_PROBLEM STATEMENT_: Range to output from the entries below: the line containing "93L117 95L111 141L143" through the line containing "box: [320, 342, 361, 416]". Set it down exactly, ends included, nothing else.

Collected data:

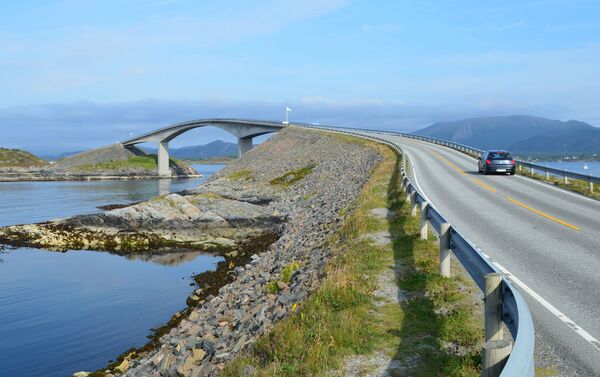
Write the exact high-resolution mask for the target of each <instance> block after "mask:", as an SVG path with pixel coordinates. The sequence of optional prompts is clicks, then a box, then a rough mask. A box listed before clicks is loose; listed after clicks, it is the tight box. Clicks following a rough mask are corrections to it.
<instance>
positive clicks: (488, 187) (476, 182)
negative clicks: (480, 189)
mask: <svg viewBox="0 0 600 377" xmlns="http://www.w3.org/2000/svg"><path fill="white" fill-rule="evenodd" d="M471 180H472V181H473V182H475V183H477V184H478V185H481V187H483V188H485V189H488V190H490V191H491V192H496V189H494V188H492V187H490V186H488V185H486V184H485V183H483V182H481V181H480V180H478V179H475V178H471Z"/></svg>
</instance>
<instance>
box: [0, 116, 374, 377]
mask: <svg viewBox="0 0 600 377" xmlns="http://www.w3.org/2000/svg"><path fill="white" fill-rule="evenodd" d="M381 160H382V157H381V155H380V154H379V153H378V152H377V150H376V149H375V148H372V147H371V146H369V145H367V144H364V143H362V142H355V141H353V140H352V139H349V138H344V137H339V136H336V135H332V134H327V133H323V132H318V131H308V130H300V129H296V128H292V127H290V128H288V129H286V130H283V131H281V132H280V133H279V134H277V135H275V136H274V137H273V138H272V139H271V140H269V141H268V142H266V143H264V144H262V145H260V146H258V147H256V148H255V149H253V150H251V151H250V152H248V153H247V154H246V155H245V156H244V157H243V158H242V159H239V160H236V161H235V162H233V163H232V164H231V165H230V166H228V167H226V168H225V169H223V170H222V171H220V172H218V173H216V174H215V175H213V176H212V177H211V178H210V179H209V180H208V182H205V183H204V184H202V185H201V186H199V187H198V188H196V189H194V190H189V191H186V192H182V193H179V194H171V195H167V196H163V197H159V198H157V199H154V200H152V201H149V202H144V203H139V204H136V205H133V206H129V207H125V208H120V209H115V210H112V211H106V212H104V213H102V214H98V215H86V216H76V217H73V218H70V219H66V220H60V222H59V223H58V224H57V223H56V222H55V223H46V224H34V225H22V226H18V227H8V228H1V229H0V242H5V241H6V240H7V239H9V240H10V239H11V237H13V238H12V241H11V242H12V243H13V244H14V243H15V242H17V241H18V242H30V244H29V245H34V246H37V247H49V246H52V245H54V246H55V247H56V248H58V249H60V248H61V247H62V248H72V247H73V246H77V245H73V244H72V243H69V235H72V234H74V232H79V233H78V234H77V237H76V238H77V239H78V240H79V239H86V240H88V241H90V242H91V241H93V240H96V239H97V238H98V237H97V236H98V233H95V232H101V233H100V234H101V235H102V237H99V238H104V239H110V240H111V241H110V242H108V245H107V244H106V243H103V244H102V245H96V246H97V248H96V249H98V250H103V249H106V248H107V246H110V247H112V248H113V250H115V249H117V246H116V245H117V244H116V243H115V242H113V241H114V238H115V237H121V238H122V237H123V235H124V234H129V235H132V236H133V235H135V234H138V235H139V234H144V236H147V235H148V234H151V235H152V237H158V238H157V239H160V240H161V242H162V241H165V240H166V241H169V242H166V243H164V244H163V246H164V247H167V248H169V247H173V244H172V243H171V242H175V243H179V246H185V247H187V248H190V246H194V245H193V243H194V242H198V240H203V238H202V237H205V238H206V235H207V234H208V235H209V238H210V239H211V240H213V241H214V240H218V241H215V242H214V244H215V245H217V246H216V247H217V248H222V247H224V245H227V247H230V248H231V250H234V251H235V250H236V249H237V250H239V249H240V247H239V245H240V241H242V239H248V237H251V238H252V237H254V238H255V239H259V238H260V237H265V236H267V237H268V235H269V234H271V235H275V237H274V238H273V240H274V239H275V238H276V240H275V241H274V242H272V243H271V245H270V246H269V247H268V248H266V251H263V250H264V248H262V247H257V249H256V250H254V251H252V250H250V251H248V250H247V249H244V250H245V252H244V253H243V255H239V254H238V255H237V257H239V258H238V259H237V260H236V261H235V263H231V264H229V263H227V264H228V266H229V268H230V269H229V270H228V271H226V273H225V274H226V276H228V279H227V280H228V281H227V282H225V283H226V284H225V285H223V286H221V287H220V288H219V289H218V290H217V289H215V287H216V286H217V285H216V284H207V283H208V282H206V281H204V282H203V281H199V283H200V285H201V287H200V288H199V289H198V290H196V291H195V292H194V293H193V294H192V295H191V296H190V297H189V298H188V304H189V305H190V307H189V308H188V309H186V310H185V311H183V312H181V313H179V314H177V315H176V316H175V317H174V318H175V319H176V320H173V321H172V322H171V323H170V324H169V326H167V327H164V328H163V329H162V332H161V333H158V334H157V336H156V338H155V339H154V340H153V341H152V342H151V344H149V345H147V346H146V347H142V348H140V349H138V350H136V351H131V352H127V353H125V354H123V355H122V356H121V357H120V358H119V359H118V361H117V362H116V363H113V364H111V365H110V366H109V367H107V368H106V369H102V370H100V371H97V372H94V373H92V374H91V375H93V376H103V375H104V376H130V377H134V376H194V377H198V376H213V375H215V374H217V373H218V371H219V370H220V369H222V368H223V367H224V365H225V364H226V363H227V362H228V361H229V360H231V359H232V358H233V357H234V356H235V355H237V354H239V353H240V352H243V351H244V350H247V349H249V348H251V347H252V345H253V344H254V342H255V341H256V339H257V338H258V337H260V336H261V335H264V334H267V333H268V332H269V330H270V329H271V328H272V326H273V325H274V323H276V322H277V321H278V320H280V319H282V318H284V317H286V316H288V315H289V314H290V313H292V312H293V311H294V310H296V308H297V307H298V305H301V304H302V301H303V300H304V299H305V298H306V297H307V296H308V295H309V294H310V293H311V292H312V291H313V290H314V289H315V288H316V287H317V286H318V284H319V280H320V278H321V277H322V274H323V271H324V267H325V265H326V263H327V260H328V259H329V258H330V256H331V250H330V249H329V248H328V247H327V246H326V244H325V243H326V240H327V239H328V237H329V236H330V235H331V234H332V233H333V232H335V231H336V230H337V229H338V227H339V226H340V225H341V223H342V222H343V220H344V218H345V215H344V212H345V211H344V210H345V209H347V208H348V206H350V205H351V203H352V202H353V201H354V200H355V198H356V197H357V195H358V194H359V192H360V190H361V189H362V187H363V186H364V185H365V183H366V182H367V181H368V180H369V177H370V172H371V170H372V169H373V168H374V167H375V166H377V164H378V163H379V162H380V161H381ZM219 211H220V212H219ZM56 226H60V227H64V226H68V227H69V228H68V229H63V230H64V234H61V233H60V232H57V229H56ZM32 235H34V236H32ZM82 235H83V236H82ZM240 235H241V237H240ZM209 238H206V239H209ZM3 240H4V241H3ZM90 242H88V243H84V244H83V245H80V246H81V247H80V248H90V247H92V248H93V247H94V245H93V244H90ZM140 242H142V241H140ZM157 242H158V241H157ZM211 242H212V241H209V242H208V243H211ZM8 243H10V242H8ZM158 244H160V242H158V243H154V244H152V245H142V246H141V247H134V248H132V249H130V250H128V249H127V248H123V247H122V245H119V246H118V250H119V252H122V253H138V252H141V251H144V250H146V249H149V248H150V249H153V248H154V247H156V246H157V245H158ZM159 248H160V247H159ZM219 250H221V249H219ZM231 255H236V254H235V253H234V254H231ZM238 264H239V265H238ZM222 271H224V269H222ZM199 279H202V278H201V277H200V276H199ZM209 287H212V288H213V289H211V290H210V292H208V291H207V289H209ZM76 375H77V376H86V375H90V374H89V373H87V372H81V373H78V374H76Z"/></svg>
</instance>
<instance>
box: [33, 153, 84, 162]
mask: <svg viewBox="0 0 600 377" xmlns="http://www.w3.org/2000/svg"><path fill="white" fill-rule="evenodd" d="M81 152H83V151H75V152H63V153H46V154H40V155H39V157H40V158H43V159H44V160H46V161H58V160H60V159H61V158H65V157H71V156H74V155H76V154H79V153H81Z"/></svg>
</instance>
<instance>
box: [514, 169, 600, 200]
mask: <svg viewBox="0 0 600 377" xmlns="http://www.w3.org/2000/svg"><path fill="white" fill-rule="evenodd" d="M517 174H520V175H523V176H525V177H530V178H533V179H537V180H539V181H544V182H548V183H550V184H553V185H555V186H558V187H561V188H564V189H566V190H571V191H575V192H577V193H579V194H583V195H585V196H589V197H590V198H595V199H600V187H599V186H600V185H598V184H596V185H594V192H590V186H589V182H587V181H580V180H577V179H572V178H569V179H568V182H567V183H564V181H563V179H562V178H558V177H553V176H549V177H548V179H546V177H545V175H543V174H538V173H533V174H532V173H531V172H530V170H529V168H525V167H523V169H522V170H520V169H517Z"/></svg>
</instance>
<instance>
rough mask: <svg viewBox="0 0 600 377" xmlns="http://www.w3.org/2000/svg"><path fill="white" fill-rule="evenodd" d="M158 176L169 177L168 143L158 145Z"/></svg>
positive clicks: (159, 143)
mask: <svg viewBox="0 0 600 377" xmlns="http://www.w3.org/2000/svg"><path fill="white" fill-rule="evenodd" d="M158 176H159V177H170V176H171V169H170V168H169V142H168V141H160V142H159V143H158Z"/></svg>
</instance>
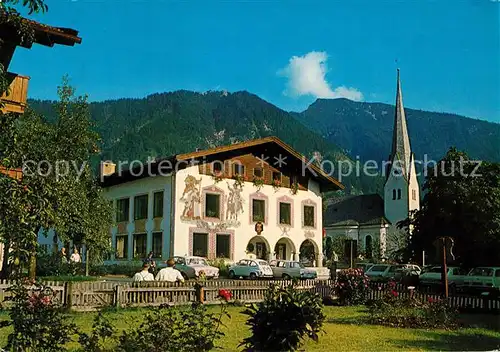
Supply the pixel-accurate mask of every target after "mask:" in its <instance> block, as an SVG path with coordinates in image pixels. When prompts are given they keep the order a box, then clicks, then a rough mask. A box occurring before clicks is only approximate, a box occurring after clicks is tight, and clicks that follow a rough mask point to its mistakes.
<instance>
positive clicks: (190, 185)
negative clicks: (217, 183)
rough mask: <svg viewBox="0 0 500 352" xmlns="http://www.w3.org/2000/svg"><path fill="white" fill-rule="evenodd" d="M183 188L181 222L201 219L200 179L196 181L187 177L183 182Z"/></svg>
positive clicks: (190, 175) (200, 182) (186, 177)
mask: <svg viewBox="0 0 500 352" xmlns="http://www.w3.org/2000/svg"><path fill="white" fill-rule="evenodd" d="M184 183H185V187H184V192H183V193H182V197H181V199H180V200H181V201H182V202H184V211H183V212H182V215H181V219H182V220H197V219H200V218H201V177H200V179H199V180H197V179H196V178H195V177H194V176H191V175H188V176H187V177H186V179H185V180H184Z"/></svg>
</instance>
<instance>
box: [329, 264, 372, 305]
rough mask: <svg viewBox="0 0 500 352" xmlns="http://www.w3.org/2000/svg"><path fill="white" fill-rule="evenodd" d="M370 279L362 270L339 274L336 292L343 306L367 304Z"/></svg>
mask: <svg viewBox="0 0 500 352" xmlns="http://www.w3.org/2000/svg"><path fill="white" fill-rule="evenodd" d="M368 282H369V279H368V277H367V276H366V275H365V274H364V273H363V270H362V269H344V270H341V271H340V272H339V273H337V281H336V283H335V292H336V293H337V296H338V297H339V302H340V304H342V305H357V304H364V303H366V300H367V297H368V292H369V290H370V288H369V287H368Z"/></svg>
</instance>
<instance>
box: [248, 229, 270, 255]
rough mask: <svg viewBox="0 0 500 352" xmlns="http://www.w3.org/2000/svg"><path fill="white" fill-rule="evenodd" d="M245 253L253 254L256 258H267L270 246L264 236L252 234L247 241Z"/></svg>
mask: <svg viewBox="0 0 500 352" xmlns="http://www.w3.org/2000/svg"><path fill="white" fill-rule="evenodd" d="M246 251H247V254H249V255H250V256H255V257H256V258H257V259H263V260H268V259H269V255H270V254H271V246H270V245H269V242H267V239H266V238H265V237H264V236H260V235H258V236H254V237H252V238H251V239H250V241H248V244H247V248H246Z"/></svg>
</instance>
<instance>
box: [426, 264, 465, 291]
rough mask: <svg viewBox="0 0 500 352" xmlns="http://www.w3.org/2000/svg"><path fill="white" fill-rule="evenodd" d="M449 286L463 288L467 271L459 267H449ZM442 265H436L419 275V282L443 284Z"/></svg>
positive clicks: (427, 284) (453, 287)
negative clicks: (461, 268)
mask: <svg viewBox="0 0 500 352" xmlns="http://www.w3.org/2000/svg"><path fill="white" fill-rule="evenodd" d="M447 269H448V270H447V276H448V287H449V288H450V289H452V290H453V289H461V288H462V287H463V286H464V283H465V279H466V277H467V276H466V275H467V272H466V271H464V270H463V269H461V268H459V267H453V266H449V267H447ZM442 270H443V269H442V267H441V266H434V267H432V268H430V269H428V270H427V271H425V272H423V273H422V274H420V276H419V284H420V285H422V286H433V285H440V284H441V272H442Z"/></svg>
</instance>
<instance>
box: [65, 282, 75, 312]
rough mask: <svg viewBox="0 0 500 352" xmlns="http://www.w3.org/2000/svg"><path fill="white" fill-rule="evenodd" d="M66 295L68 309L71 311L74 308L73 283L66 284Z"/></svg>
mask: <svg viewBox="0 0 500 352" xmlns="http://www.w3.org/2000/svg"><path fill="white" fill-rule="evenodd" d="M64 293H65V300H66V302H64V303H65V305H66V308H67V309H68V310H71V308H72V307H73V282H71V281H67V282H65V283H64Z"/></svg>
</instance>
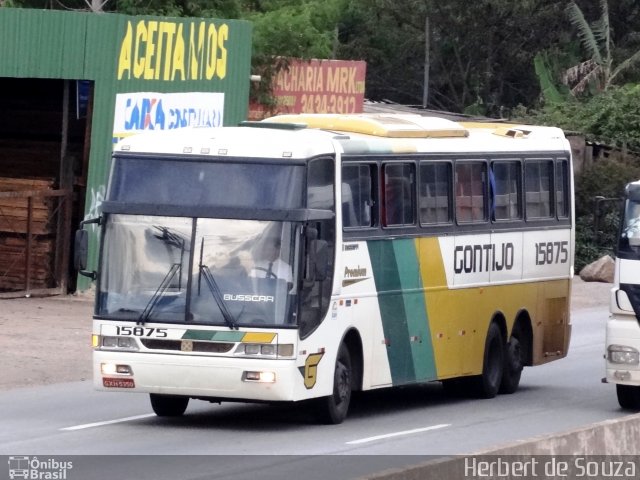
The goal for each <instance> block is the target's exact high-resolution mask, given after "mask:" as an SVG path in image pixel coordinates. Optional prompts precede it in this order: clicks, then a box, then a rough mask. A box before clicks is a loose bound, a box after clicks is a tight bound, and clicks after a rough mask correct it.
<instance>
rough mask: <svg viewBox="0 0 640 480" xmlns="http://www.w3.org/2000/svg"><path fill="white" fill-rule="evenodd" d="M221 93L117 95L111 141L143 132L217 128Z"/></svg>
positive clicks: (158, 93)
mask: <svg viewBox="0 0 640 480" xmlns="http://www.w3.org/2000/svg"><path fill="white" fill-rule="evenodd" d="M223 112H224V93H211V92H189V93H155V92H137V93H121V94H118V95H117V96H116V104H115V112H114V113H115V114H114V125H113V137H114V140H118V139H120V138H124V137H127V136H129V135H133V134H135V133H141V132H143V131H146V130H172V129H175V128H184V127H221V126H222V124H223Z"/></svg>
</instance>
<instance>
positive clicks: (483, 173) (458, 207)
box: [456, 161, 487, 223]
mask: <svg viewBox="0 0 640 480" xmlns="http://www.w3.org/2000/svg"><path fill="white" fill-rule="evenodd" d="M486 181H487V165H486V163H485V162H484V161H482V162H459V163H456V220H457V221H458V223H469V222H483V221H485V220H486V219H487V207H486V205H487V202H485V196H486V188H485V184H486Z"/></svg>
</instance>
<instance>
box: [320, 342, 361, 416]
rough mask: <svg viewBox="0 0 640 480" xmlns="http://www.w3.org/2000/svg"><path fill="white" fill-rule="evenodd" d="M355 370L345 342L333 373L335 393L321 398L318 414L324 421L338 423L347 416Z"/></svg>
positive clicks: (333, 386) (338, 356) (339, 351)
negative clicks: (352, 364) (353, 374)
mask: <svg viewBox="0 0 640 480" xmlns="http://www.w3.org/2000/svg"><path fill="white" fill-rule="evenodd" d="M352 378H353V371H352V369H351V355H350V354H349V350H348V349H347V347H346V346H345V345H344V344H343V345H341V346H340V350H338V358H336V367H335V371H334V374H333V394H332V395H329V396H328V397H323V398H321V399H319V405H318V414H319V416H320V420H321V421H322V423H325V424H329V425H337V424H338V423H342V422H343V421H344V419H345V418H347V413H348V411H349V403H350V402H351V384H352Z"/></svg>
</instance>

_RESULT FOR THIS EXERCISE_:
rough mask: <svg viewBox="0 0 640 480" xmlns="http://www.w3.org/2000/svg"><path fill="white" fill-rule="evenodd" d="M221 93L117 95L111 141L143 132L217 128Z"/></svg>
positive clicks: (158, 93)
mask: <svg viewBox="0 0 640 480" xmlns="http://www.w3.org/2000/svg"><path fill="white" fill-rule="evenodd" d="M223 112H224V93H211V92H189V93H155V92H137V93H121V94H118V95H117V96H116V104H115V112H114V113H115V114H114V125H113V137H114V140H118V139H120V138H124V137H127V136H129V135H133V134H135V133H141V132H143V131H146V130H172V129H175V128H184V127H221V126H222V124H223Z"/></svg>
</instance>
<instance>
positive clicks: (483, 173) (458, 207)
box: [456, 161, 487, 223]
mask: <svg viewBox="0 0 640 480" xmlns="http://www.w3.org/2000/svg"><path fill="white" fill-rule="evenodd" d="M486 181H487V165H486V163H485V162H484V161H482V162H459V163H456V220H457V221H458V223H469V222H483V221H485V220H486V219H487V207H486V205H487V202H485V196H486V188H485V184H486Z"/></svg>
</instance>
<instance>
box: [320, 342, 361, 416]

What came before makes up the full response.